Vermietet und verpachtet eine Gemeinde eine Tennishalle an einen Tennisverein, der die Halle teilweise an Mitglieder und Nichtmitglieder zur Nutzung überläßt, so steht ihr dafür eine Beschäftigungszulage nach § 4b InvZulG 1982 nur zu, wenn sich die Überlassung als ein wirtschaftlicher Geschäftsbetrieb darstellt. Unschädlich wäre das teilweise Vorliegen eines Zweckbetriebs, wenn diesem nur eine untergeordnete Bedeutung zukäme.

InvZulG 1982 § 4b; AO 1977 §§ 14, 64, 65.

Vorinstanz: FG München

Sachverhalt

Die Klägerin und Revisionsbeklagte (Klägerin), eine Gemeinde, errichtete in den Jahren 1982 bis 1984 eine Tennishalle. Nach Fertigstellung wurde das Gebäude im Rahmen eines Betriebs gewerblicher Art i.S. des § 4 des Körperschaftsteuergesetzes (KStG) 1977 von der Klägerin an den Ski- und Tennisclub X e.V. verpachtet, der die Halle in den Jahren 1984 und 1985 stundenweise etwa zur Hälfte an Mitglieder und Nichtmitglieder vermietete.

Mit ihrem Antrag auf Gewährung einer Investitionszulage begehrte die Klägerin für die im Jahre 1983 aufgewandten Teilherstellungskosten des Gebäudes von 1.771.303,65 DM eine Investitionszulage nach § 4b des Investitionszulagengesetzes (InvZulG) 1982 (sog. Beschäftigungszulage).

Der Beklagte und Revisionskläger (das Finanzamt - FA -) lehnte den Antrag unter Hinweis auf Tz. 39 und 40 des Schreibens des Bundesministers der Finanzen (BMF) vom 16. Juni 1982 (BStBl I 1982, 569) ab.

Nach erfolglosem Vorverfahren gab das Finanzgericht (FG) der Klage mit der Begründung statt, das von der Klägerin verpachtete Gebäude werde im Rahmen eines wirtschaftlichen Geschäftsbetriebs genutzt. Dabei könne offenbleiben, ob zum Teil ein Zweckbetrieb i.S. des § 65 der Abgabenordnung (AO 1977) vorliege. In jedem Fall sei das Gebäude damit in einem inländischen Betrieb verblieben und werde betrieblich genutzt.

Dagegen richtet sich die Revision, mit der das FA die Verletzung materiellen Rechts rügt.

Das FA beantragt, die Vorentscheidung aufzuheben und die Klage abzuweisen.

Die Klägerin beantragt, die Revision zurückzuweisen.

Entscheidungsgründe

Die Revision ist begründet. Sie führt zur Aufhebung der Vorentscheidung und zur Zurückverweisung der Sache an das FG (§ 126 Abs. 3 Nr. 2 der Finanzgerichtsordnung - FGO -).
....................
» **Zu erledigende Aufgaben**
1/ Zitieren Sie aus dem Urteilsauszug zur Tennishalle den Abschnitt von "Sachverhalt" bis "1982 (sog. Beschäftigungszulage).".
2/ Drucken Sie die Einträge vom ersten bis einschließlich der Zeile mit "point(204, 397)" unverändert aus. Die Bilder lassen Sie dabei weg.

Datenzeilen
....................
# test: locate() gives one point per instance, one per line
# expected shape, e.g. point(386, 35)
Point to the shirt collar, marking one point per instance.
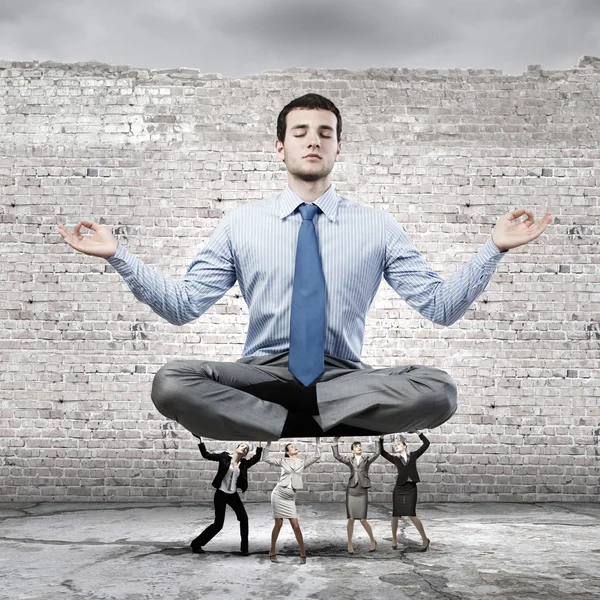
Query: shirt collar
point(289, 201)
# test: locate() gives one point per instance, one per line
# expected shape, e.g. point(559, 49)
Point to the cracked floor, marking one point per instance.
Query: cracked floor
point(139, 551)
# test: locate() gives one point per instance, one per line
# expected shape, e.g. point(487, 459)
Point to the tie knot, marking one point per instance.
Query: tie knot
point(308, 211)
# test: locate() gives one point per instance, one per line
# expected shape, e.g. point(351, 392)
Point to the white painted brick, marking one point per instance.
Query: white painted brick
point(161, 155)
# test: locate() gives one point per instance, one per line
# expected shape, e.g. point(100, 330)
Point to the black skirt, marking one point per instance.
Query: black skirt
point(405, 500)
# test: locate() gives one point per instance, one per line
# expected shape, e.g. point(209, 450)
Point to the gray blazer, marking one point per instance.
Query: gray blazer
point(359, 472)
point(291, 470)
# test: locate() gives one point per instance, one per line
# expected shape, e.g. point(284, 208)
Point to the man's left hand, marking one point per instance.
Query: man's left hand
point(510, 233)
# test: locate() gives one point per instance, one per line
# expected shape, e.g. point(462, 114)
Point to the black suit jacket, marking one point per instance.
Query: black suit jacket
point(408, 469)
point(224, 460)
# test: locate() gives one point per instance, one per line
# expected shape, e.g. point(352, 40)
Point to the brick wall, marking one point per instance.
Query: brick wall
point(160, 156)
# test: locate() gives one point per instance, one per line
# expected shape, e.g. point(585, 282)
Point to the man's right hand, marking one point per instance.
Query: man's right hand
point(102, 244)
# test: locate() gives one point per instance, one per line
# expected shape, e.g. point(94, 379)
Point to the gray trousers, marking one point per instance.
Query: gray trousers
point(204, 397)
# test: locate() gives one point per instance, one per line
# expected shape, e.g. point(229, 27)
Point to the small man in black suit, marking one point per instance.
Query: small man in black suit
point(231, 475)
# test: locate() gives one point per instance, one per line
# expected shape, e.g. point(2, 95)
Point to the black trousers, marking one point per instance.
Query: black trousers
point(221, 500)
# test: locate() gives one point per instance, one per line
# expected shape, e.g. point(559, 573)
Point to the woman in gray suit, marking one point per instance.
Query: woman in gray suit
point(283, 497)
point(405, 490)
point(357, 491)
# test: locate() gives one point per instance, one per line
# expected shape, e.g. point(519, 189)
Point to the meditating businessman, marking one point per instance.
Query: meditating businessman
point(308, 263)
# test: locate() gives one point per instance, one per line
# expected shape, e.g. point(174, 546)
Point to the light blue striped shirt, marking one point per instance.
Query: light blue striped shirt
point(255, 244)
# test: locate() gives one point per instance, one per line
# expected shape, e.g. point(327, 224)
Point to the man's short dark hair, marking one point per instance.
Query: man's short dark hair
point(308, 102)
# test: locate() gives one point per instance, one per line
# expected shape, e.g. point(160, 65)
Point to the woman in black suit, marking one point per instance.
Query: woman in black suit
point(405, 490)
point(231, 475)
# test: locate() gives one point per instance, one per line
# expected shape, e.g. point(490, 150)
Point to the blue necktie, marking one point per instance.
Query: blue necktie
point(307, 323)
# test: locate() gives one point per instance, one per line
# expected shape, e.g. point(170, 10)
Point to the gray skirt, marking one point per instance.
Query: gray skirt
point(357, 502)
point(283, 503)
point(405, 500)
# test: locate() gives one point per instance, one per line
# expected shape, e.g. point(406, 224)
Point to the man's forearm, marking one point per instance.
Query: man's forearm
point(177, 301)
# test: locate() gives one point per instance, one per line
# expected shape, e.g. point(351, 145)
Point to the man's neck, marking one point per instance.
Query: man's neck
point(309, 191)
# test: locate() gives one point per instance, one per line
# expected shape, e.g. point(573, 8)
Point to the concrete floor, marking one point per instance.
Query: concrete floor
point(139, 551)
....................
» **Antworten je Aufgabe**
1/
Sachverhalt

Die Klägerin und Revisionsbeklagte (Klägerin), eine Gemeinde, errichtete in den Jahren 1982 bis 1984 eine Tennishalle. Nach Fertigstellung wurde das Gebäude im Rahmen eines Betriebs gewerblicher Art i.S. des § 4 des Körperschaftsteuergesetzes (KStG) 1977 von der Klägerin an den Ski- und Tennisclub X e.V. verpachtet, der die Halle in den Jahren 1984 und 1985 stundenweise etwa zur Hälfte an Mitglieder und Nichtmitglieder vermietete.

Mit ihrem Antrag auf Gewährung einer Investitionszulage begehrte die Klägerin für die im Jahre 1983 aufgewandten Teilherstellungskosten des Gebäudes von 1.771.303,65 DM eine Investitionszulage nach § 4b des Investitionszulagengesetzes (InvZulG) 1982 (sog. Beschäftigungszulage).

2/
# test: locate() gives one point per instance, one per line
# expected shape, e.g. point(386, 35)
Point to the shirt collar, marking one point per instance.
Query: shirt collar
point(289, 201)
# test: locate() gives one point per instance, one per line
# expected shape, e.g. point(559, 49)
Point to the cracked floor, marking one point per instance.
Query: cracked floor
point(139, 551)
# test: locate() gives one point per instance, one per line
# expected shape, e.g. point(487, 459)
Point to the tie knot, marking one point per instance.
Query: tie knot
point(308, 211)
# test: locate() gives one point per instance, one per line
# expected shape, e.g. point(351, 392)
Point to the white painted brick, marking one point per instance.
Query: white painted brick
point(161, 155)
# test: locate() gives one point per instance, one per line
# expected shape, e.g. point(100, 330)
Point to the black skirt, marking one point per instance.
Query: black skirt
point(405, 500)
# test: locate() gives one point per instance, one per line
# expected shape, e.g. point(209, 450)
Point to the gray blazer, marking one point per instance.
Query: gray blazer
point(359, 472)
point(291, 470)
# test: locate() gives one point per instance, one per line
# expected shape, e.g. point(284, 208)
Point to the man's left hand, marking one point per instance.
Query: man's left hand
point(510, 233)
# test: locate() gives one point per instance, one per line
# expected shape, e.g. point(462, 114)
Point to the black suit jacket, marking one point per instance.
Query: black suit jacket
point(408, 469)
point(224, 460)
# test: locate() gives one point per instance, one per line
# expected shape, e.g. point(352, 40)
Point to the brick wall, marking one point per instance.
Query: brick wall
point(160, 156)
# test: locate() gives one point per instance, one per line
# expected shape, e.g. point(585, 282)
Point to the man's right hand, marking one point per instance.
Query: man's right hand
point(102, 244)
# test: locate() gives one point per instance, one per line
# expected shape, e.g. point(94, 379)
Point to the gray trousers, marking one point per instance.
Query: gray trousers
point(204, 397)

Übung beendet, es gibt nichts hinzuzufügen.